WHAT IS EXPECTED: Copy the records from the line with "Target: girl in pink t-shirt" through the end of the records, substituting "gray" for each "black" and leaving everything else unchanged.

INPUT DATA:
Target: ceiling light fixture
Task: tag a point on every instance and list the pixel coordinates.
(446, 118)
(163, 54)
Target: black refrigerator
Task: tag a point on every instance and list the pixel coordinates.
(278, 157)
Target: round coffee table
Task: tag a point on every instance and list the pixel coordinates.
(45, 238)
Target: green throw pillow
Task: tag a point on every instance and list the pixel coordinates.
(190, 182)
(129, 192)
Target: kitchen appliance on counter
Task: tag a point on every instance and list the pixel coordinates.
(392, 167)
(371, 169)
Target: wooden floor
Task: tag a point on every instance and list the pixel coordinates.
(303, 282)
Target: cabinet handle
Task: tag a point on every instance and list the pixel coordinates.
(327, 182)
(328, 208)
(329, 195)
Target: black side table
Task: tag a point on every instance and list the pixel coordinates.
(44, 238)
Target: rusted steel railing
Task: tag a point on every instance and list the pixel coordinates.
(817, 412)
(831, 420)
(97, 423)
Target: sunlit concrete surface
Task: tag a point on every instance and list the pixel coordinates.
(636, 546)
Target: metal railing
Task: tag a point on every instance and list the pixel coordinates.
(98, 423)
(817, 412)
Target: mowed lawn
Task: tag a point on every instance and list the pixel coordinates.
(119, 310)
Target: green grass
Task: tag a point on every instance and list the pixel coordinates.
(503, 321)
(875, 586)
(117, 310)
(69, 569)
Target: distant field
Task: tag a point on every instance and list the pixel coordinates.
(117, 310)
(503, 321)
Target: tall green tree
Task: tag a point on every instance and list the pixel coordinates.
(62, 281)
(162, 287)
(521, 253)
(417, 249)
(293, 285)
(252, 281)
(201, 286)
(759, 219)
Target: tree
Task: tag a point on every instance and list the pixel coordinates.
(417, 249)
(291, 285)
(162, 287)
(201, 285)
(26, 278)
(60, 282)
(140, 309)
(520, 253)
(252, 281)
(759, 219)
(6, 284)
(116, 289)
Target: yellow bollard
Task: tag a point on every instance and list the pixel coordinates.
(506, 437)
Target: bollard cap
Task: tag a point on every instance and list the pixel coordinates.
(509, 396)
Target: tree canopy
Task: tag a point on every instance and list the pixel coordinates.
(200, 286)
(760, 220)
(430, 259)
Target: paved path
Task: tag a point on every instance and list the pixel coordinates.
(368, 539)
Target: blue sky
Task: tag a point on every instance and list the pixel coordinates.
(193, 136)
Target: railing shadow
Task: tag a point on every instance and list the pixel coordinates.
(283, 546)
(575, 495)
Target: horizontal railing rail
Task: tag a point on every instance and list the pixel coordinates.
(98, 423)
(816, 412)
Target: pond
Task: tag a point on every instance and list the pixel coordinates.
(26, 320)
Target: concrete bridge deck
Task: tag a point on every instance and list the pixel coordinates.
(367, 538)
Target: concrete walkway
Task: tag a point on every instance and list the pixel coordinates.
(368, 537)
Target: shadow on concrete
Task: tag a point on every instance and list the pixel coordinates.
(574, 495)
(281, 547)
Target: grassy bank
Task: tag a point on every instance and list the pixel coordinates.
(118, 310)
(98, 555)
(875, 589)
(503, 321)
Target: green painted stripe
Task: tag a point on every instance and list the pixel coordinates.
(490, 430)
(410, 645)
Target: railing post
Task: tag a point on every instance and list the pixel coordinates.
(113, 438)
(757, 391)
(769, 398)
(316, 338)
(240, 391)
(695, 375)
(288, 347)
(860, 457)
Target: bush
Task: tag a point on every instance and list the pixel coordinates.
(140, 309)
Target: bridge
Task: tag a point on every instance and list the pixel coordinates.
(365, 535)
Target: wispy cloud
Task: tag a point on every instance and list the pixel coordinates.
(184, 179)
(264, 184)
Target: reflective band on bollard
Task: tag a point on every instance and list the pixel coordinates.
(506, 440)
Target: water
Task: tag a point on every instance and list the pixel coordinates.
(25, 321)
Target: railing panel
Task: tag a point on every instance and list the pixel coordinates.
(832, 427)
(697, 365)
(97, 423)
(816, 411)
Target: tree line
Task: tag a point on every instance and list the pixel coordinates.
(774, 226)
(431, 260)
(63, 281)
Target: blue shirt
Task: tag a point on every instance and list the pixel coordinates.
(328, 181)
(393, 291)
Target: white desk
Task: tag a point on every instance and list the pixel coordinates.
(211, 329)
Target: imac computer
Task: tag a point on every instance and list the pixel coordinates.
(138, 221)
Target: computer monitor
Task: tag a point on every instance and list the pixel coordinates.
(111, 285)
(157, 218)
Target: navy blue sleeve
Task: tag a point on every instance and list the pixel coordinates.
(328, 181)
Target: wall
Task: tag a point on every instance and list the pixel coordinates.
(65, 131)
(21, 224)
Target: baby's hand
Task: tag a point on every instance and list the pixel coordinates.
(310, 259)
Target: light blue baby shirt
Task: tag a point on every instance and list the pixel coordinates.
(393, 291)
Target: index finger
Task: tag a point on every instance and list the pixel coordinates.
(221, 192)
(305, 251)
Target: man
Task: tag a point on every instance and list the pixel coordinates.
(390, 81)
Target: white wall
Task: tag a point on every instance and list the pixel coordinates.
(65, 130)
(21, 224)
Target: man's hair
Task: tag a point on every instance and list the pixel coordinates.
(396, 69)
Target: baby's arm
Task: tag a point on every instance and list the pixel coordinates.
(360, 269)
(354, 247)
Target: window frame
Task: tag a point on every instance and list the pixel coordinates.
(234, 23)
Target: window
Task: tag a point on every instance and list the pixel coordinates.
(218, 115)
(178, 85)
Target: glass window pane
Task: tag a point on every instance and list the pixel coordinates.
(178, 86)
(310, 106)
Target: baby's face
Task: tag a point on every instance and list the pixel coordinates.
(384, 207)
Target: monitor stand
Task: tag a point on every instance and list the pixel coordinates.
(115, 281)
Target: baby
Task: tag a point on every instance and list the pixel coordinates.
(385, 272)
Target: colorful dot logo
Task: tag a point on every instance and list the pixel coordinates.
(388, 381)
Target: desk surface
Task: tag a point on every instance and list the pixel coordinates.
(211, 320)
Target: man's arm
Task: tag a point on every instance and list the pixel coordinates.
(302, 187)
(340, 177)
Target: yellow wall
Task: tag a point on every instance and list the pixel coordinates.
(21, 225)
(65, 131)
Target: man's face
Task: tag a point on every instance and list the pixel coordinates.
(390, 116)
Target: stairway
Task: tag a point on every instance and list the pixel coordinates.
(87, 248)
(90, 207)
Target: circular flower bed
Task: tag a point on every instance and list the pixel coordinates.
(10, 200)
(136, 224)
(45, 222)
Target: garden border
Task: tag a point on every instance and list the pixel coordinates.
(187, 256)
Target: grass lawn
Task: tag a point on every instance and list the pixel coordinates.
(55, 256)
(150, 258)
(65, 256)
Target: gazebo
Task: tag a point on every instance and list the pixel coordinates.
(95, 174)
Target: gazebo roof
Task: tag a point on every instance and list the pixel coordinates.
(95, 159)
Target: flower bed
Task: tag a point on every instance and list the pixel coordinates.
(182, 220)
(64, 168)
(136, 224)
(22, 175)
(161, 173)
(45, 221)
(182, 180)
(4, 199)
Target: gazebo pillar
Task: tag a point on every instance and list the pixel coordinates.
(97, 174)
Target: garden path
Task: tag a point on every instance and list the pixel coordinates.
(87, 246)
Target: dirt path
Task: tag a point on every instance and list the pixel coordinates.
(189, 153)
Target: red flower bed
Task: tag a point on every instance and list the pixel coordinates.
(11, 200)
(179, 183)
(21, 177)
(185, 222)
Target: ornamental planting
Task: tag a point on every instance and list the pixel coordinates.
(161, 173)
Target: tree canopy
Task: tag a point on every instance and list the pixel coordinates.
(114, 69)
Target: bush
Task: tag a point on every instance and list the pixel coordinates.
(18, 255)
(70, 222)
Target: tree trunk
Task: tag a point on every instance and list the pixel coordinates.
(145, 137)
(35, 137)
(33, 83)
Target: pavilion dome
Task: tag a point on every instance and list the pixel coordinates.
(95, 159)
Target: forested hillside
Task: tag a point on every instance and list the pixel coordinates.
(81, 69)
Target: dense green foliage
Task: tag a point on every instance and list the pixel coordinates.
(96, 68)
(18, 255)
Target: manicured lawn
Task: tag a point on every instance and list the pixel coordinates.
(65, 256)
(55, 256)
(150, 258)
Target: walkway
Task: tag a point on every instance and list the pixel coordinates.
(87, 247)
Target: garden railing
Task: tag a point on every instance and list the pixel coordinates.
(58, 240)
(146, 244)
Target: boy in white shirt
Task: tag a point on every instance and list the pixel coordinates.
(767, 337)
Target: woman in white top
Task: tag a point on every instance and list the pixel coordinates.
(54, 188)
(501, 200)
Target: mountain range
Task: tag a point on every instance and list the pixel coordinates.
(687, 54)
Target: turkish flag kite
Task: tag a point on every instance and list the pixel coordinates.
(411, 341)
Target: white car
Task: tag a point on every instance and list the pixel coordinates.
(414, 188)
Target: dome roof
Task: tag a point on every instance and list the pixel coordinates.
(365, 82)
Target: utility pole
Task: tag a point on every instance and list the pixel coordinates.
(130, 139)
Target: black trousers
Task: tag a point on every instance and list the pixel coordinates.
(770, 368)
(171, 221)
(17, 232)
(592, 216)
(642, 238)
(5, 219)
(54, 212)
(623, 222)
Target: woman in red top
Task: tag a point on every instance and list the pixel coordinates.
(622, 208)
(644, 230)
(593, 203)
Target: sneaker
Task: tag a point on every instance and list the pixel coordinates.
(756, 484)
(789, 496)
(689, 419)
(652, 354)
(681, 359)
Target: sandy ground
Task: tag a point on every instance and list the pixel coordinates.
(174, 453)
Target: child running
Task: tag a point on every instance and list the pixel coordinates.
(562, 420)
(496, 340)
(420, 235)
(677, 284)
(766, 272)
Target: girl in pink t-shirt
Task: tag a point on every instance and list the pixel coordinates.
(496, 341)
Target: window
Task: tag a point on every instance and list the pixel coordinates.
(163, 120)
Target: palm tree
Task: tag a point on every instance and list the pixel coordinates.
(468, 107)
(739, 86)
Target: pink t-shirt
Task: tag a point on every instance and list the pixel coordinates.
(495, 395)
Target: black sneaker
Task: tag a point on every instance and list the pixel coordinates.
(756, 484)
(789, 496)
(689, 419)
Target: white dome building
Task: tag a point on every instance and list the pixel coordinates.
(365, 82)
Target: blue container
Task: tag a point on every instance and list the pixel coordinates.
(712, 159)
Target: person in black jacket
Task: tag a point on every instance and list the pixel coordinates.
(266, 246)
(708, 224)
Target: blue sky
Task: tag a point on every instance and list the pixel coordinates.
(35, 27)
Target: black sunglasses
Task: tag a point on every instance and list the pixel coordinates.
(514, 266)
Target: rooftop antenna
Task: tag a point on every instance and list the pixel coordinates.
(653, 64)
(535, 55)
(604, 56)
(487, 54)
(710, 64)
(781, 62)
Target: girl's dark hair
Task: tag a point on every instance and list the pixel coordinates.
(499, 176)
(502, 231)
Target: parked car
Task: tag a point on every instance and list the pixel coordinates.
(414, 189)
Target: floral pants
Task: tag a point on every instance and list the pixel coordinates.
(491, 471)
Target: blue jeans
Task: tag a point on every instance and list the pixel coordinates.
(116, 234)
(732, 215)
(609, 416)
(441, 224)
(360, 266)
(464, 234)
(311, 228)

ANSWER IN FULL:
Target: girl in pink t-shirt
Task: tag a point on every instance and list the pixel coordinates.
(496, 341)
Target: window
Task: tag a point on every instance and list the pixel coordinates.
(163, 120)
Target: palm tree
Task: tag a point on every instance and list the pixel coordinates.
(468, 107)
(739, 86)
Target: pink t-shirt
Task: tag a point on every instance and list the pixel coordinates.
(495, 395)
Target: gray sneaker
Task: tag a point on every instance and list the pixel coordinates.
(756, 484)
(789, 496)
(689, 419)
Target: white dome building
Task: tag a point on every instance and list the pixel coordinates.
(365, 82)
Target: blue container
Task: tag a point on every instance and list the pixel coordinates.
(712, 159)
Target: person in gray jacket
Task: tag a point on every instance and list the pixel coordinates.
(266, 246)
(708, 224)
Target: blue sky
Task: tag a point on every instance and list the pixel coordinates.
(35, 27)
Target: gray sunglasses
Task: tag a point on every instance and list the pixel coordinates.
(514, 266)
Target: rooftop antenna
Task: tag a point on every instance and list the pixel coordinates.
(653, 64)
(535, 55)
(604, 56)
(487, 54)
(710, 64)
(781, 62)
Target: girl's dark hair
Task: tag a point on every instance and list the pixel coordinates.
(499, 176)
(502, 231)
Target: parked car
Task: tag a point on every instance and list the pixel coordinates.
(414, 189)
Target: floral pants
Task: tag a point on every instance and list the pixel coordinates.
(491, 471)
Target: blue jeans
Task: tag a point on every instance and list the pixel coordinates.
(116, 234)
(732, 215)
(609, 416)
(441, 224)
(360, 266)
(464, 234)
(311, 228)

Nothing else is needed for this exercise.